Tasks for this exercise:
• 1. In the Kindle forum thread, which model does DD call the worst, and for what reason?
• 2. State how many lines of the listing contain the string "sunglasses", treating uppercase and lowercase as distinct. Give only the number.

Page text:
#####
I was lucky enough to find a reasonably-priced gently-used Touch to give to my mother for Christmas. Now I'm looking for one for my son!


----------



## CandyTX (Apr 13, 2009)

I've owned every single one since the K2 (even the basic, etc etc because of various kids or gifts, etc).

The looks/feel and the screen make the Paperwhite a clear winner, in my opinion.

But, yes, I'm one of those that misses the page turn buttons. What I need is a paperwhite with buttons like the basic. I need old Jeff Bezos to get on making one JUST for me. I'll let you know how that goes 

Seriously, it all depends on you. I'm willing to deal with a touch screen for the better screen quality (and lighting) that the PW offers.


----------



## mooshie78 (Jul 15, 2010)

GBear said:


> Question about Paperwhite: In some conditions, often with bright overhead flourescent lights, I get a glare on the K3 screen. Does the lighted PW screen help with that?


Yes. Having the light turned up high under bright lights does help cut down on glare from overhead lights and make the screen look whiter.


----------



## Cindy416 (May 2, 2009)

Ann in Arlington said:


> When I bought the original Kindle in June 2008 I thought it was the best invention ever.
> 
> I upgraded to the K3K in August of 2010 and thought it was the best Kindle ever.
> 
> ...


Same here. Every time I get a new one, I love it even more than the previous one.


----------



## bordercollielady (Nov 21, 2008)

That's hard to answer.  I love the screen on the Paperwhite - but I need the page turning buttons as I have on the K3..  don't need the keyboard, but need the buttons..


----------



## BTackitt (Dec 15, 2008)

For me, K3G.
TTS feature and physical buttons make it fit my needs the best.

TTS NEEDED for my studying. So any Kindle with no sound and TTS is not gonna cut it for me.


----------



## northofdivision (Sep 7, 2010)

I've owned 1, 2, 3, touch, 4, and PW and i'm of the small minority that has to go with the K4 non touch as the fave. The lightest smallest of the bunch with 167ppi pearl ink. its the one that fits in my backpocket the easiest (often spend sundays with nothing but the kindle in my backpocket. when i'm running for a bus or subways which i often seem to be, i can have my fingers on the screen and no pages will get turned so when i sit, its exactly where i want it to be). The k3 was (is still) amazing and i was sad to lose the auto page turn trick (turning the text to speech on and turning off the volume). I returned the Kindle touch because i didn't like the deep bezel and the IR wasn't for me but felt it was a nice start. As of today (waiting for my replacement PW), the K4 non touch is the champ. I can hold it with one hand and turn the pages with my thumb without moving my hand. The PW is much more responsive than the touch was and I like the font of the folders in List view. I know they'll find a screensaver workaround (or may have already) but there's just something so comforting to have my own handful of screensavers on my K4, K3 and K2. In the end though, Betsy said it best, the best one is the one that's in your hand and you're just reading some narrative in silence. Hoping I can be like some of you who have been happier each generation. My happiness ended with the K4 non touch but will stay optimistic that I'll like my replacement PW.


----------



## DD (Nov 9, 2008)

I've owned the K1, K2, K3(keyboard), KDXg, Touch 3g, Paperwhite 3g.  I have to say the K2 was the worst by far because of the dark screen and faded text.

When the K3 came out with the pearl screen, I was ecstatic.  I still own that one.
#####
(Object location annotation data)
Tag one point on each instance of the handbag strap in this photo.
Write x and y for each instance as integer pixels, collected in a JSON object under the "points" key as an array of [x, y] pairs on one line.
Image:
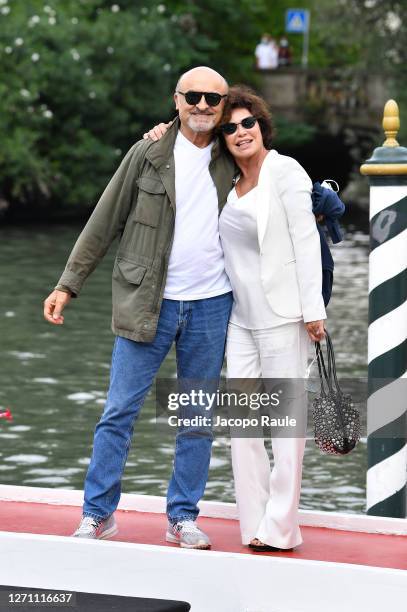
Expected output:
{"points": [[332, 363], [323, 375]]}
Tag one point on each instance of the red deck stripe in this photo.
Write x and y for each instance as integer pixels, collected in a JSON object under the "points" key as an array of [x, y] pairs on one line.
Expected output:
{"points": [[320, 544]]}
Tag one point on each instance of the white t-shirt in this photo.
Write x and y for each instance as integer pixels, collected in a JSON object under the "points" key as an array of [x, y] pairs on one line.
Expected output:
{"points": [[196, 268], [238, 231], [267, 55]]}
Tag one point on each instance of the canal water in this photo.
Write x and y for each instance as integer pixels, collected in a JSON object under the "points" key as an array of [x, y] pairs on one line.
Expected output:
{"points": [[54, 379]]}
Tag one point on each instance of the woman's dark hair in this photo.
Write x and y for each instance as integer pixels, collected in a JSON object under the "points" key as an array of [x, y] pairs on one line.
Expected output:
{"points": [[241, 96]]}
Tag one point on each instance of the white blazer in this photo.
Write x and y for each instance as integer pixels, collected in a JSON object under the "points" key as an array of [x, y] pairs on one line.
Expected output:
{"points": [[290, 251]]}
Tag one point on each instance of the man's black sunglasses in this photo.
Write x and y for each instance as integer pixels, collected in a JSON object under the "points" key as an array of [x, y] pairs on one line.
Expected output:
{"points": [[194, 97], [230, 128]]}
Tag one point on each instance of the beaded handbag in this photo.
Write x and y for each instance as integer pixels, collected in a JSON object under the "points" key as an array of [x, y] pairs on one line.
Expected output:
{"points": [[336, 420]]}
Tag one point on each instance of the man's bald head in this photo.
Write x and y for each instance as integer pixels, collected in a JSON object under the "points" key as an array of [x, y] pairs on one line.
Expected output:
{"points": [[200, 117], [208, 77]]}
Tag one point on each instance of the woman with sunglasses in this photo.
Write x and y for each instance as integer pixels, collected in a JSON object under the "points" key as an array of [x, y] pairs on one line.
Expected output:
{"points": [[272, 257]]}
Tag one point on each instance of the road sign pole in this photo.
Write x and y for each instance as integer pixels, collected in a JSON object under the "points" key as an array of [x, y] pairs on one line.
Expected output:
{"points": [[297, 21], [305, 45]]}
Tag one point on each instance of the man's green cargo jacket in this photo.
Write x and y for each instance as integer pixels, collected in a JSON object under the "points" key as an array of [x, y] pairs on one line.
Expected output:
{"points": [[138, 205]]}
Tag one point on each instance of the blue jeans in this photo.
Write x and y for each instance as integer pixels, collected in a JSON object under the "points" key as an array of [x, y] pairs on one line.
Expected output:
{"points": [[199, 331]]}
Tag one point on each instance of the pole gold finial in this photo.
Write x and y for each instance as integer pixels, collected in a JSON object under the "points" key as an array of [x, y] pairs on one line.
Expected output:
{"points": [[391, 123]]}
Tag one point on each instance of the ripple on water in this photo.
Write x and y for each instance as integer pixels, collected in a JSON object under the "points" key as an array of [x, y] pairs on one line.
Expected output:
{"points": [[26, 355], [81, 397], [51, 480], [26, 459], [54, 471]]}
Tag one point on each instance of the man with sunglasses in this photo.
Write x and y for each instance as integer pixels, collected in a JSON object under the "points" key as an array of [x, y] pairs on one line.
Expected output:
{"points": [[169, 285]]}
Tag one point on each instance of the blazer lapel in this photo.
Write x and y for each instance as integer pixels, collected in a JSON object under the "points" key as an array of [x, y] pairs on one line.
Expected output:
{"points": [[265, 195]]}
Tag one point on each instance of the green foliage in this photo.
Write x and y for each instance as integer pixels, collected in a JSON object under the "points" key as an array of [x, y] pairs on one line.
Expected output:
{"points": [[79, 82], [82, 79]]}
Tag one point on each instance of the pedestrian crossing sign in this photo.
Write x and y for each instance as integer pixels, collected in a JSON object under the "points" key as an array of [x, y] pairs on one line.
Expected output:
{"points": [[297, 21]]}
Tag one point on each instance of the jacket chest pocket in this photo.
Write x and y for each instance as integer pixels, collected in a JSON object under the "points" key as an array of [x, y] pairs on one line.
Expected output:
{"points": [[149, 201]]}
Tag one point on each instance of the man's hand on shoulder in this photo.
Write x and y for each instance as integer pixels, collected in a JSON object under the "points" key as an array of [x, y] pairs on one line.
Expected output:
{"points": [[158, 131], [54, 305]]}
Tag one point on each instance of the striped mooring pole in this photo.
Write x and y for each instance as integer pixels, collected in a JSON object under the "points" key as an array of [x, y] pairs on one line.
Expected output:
{"points": [[387, 336]]}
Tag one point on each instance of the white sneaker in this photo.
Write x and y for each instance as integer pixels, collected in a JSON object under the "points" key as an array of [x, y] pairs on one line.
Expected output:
{"points": [[96, 529], [187, 535]]}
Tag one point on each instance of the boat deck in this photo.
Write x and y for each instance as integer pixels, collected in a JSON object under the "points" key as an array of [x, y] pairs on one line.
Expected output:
{"points": [[320, 544]]}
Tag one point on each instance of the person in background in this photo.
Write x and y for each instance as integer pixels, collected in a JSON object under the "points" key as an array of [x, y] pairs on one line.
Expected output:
{"points": [[266, 53], [284, 53]]}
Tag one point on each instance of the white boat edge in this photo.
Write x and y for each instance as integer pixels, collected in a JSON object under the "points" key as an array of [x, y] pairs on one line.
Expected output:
{"points": [[216, 581], [155, 504]]}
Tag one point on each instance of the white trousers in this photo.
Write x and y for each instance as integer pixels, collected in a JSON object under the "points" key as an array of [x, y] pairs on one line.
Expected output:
{"points": [[268, 500]]}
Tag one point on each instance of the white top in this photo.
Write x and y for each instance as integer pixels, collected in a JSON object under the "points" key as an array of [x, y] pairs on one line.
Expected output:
{"points": [[196, 268], [238, 231], [267, 55]]}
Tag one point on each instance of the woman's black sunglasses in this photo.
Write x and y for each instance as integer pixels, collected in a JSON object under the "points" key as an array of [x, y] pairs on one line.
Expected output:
{"points": [[230, 128], [194, 97]]}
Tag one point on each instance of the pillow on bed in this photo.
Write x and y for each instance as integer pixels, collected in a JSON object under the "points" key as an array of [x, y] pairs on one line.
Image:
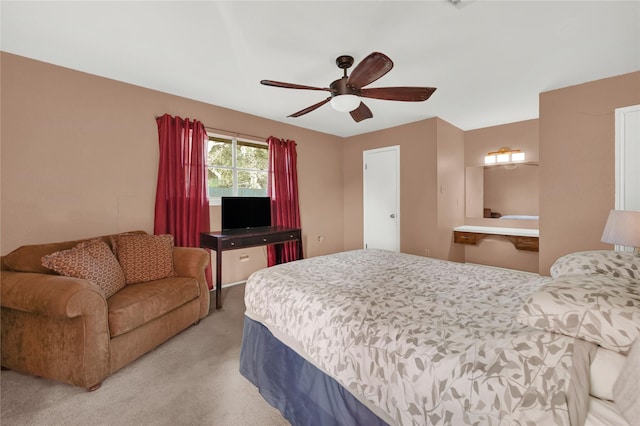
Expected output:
{"points": [[605, 367], [598, 262], [598, 308], [626, 390]]}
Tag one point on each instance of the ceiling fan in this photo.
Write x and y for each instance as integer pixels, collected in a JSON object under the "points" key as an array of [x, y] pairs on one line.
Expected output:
{"points": [[347, 91]]}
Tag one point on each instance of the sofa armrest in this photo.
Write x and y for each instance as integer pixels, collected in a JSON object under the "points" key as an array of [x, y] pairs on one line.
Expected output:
{"points": [[54, 327], [50, 295], [192, 262]]}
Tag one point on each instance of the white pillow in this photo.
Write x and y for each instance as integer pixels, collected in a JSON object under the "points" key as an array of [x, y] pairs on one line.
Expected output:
{"points": [[598, 262], [605, 368], [601, 309]]}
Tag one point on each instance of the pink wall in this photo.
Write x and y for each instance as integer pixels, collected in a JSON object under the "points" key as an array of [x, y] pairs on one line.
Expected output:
{"points": [[79, 159], [577, 164], [431, 186], [498, 251]]}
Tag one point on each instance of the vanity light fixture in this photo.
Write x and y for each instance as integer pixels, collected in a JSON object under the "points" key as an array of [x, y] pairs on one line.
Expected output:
{"points": [[504, 156]]}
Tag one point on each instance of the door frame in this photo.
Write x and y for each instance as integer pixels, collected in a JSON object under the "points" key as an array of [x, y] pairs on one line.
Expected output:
{"points": [[396, 149]]}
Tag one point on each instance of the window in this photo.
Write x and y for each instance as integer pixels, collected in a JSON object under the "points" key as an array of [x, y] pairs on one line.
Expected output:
{"points": [[236, 168]]}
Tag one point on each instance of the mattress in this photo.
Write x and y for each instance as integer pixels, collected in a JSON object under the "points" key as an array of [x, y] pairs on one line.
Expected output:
{"points": [[424, 341]]}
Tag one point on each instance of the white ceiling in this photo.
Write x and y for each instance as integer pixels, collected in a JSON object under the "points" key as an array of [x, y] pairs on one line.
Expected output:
{"points": [[489, 60]]}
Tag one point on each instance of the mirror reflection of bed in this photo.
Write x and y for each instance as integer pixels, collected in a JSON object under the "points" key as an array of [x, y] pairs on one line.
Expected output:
{"points": [[506, 197]]}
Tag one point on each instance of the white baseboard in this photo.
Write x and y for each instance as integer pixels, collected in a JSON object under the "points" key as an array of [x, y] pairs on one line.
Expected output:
{"points": [[229, 285]]}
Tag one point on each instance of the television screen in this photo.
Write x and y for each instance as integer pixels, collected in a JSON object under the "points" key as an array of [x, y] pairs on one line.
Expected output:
{"points": [[245, 212]]}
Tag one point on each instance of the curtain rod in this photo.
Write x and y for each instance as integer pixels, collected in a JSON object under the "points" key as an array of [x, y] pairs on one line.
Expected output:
{"points": [[236, 133]]}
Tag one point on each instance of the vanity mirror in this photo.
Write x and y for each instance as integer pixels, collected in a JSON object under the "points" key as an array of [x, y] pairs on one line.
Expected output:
{"points": [[503, 191]]}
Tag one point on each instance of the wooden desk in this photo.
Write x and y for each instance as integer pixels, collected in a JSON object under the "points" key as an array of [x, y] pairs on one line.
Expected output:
{"points": [[521, 238], [232, 239]]}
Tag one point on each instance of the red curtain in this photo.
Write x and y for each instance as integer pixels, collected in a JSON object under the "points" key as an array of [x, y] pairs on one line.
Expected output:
{"points": [[182, 206], [282, 186]]}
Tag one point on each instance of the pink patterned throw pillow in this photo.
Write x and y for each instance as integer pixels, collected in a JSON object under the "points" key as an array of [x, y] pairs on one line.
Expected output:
{"points": [[91, 260], [144, 257]]}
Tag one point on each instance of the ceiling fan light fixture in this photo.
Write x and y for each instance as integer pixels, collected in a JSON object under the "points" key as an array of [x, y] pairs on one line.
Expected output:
{"points": [[345, 103]]}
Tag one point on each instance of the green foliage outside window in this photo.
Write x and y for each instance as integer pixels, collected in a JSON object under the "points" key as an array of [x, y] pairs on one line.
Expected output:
{"points": [[242, 174]]}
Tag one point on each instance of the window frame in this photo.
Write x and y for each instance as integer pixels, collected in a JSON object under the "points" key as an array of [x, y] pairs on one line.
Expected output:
{"points": [[216, 201]]}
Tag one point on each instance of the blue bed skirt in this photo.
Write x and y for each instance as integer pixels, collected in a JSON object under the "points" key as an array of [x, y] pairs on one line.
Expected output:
{"points": [[303, 393]]}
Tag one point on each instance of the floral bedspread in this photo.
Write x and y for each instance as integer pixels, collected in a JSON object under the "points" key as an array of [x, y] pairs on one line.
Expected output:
{"points": [[425, 341]]}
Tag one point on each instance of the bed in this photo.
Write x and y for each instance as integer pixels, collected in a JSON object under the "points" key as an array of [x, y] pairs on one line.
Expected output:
{"points": [[369, 337]]}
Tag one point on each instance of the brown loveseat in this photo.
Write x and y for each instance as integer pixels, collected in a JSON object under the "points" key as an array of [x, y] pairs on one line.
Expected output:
{"points": [[65, 329]]}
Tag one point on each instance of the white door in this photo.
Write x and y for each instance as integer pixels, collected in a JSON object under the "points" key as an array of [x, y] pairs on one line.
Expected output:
{"points": [[627, 161], [381, 198]]}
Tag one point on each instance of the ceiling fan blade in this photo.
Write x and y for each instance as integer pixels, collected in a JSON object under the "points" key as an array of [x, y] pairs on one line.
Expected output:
{"points": [[408, 94], [370, 69], [292, 86], [309, 109], [361, 113]]}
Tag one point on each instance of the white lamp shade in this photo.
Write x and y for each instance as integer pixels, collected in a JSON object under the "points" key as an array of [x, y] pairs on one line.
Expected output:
{"points": [[622, 228], [345, 103]]}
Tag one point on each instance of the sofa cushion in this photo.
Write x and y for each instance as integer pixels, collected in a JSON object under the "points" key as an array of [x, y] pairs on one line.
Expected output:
{"points": [[137, 304], [91, 260], [144, 257], [27, 258]]}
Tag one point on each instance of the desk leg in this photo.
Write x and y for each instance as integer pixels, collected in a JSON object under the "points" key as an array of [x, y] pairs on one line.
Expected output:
{"points": [[219, 278]]}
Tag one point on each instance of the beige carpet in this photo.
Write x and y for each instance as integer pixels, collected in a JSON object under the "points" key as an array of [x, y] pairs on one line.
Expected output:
{"points": [[192, 379]]}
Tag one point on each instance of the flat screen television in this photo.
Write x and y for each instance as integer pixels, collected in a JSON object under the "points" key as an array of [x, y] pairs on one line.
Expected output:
{"points": [[245, 212]]}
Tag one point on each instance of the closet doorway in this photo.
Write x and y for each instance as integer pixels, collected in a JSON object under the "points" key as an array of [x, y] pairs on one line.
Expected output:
{"points": [[381, 198]]}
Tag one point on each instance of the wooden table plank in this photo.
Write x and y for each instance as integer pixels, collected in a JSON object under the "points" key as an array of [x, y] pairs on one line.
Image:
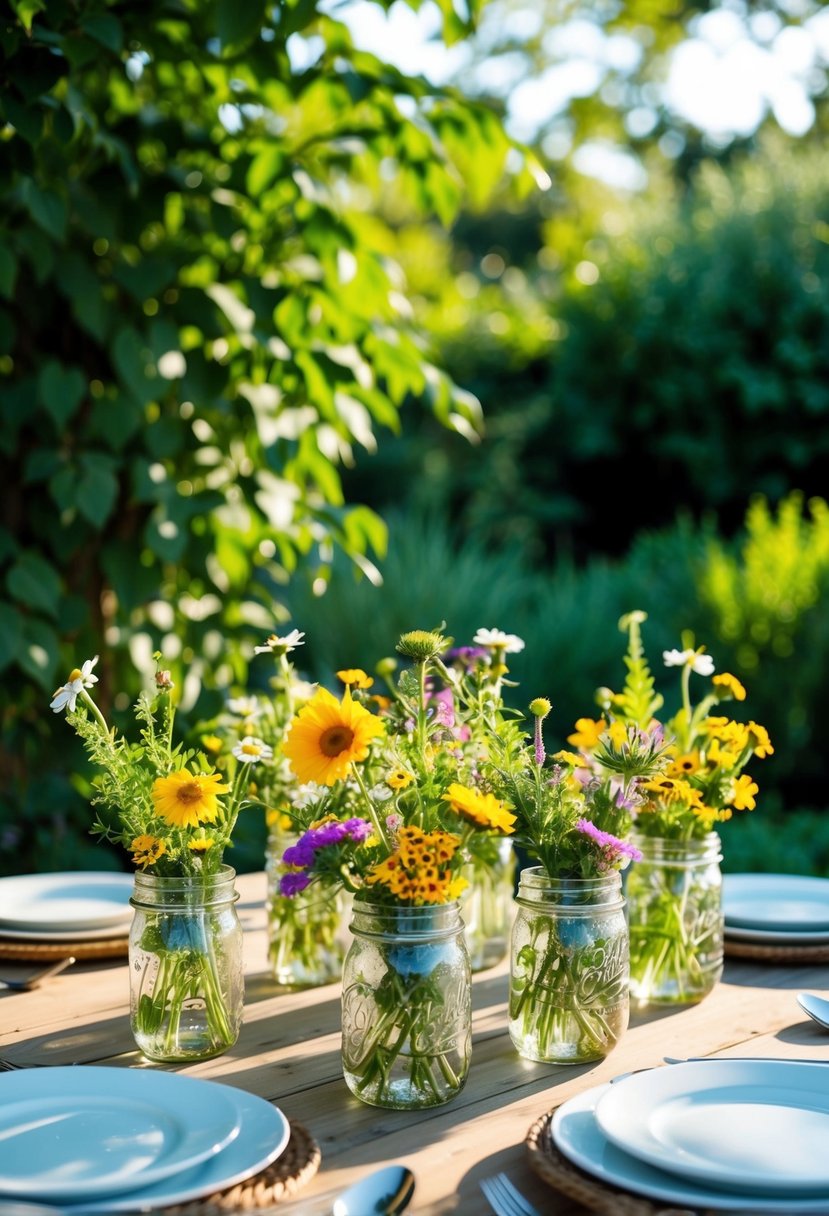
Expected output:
{"points": [[288, 1052]]}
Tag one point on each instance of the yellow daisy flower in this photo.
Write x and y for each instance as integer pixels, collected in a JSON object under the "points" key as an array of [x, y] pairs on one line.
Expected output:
{"points": [[618, 732], [399, 778], [762, 744], [202, 844], [744, 789], [728, 685], [569, 758], [485, 810], [327, 736], [147, 849], [186, 799], [356, 677], [684, 765], [587, 732]]}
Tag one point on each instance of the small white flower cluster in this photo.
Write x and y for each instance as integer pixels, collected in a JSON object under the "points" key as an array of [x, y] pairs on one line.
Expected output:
{"points": [[67, 694], [703, 664]]}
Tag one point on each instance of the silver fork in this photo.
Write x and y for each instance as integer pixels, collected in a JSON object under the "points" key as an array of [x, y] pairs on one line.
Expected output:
{"points": [[505, 1199]]}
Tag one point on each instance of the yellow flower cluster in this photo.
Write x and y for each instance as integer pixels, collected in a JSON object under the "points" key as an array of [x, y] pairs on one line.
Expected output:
{"points": [[417, 871]]}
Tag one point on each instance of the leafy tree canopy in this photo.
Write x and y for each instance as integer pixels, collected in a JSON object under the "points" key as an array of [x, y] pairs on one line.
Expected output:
{"points": [[202, 319]]}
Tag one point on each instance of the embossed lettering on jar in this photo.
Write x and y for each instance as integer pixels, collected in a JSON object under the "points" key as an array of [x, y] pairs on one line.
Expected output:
{"points": [[406, 1006]]}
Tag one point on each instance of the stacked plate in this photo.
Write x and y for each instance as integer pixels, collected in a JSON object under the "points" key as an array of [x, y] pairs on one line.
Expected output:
{"points": [[731, 1135], [66, 907], [114, 1140], [776, 908]]}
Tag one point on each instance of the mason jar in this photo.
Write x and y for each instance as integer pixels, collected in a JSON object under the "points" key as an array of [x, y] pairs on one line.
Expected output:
{"points": [[185, 962], [676, 919], [569, 967], [406, 1006]]}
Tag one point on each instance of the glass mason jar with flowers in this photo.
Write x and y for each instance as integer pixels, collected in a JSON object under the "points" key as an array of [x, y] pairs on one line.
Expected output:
{"points": [[569, 961], [675, 890], [401, 803], [175, 815]]}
#####
Answers for the exercise:
• 1. The K2, because of its dark screen and faded text.

• 2. 4